╭─ Data in this exercise
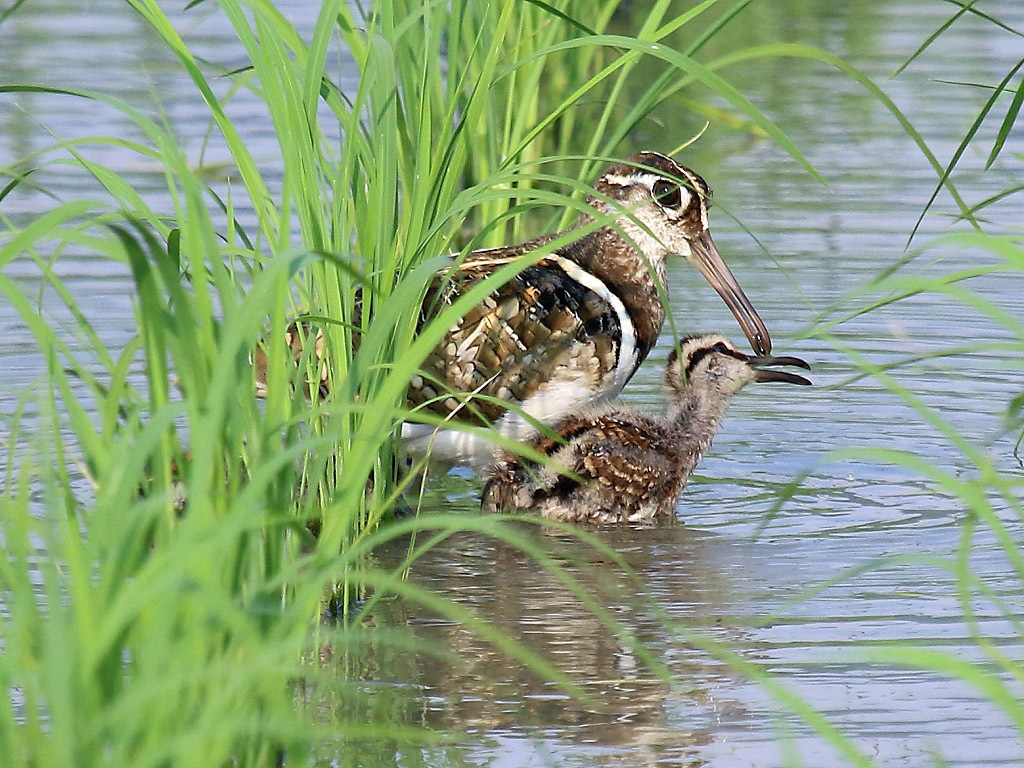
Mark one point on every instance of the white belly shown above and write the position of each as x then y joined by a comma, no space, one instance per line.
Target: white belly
476,449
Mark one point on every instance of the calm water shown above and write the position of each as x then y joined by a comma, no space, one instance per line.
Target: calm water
708,571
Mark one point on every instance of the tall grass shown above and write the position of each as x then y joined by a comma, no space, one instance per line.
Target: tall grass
160,582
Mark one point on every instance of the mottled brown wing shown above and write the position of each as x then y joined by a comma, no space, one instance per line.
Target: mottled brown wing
629,455
540,326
╰─
### Exercise goal
Render the rows above as a JSON list of strings, with one string for each line and blank lines omitted. Leave the pictures out.

### Solution
[
  "Mark one point on every instance of the white belly shown above and write the position of each as x then y joined by a comma, no space, one instance per line.",
  "Target: white belly",
  "476,449",
  "Mark one point on every instance of the calm water shown above and write the position of each as x then y joined by a comma, no space, one instance per line.",
  "Target: calm water",
  "708,571",
  "Mark one point on every instance of the tall grass shown above and write the position of each as x then y joined by a comma, no space, one instance per line.",
  "Target: tall grass",
  "160,582",
  "Mark one point on every instance of the mottled brown wing shown above and write the position of each as x then y joined by a comma, no space, one instance per line.",
  "Target: mottled brown wing",
  "629,455",
  "540,326"
]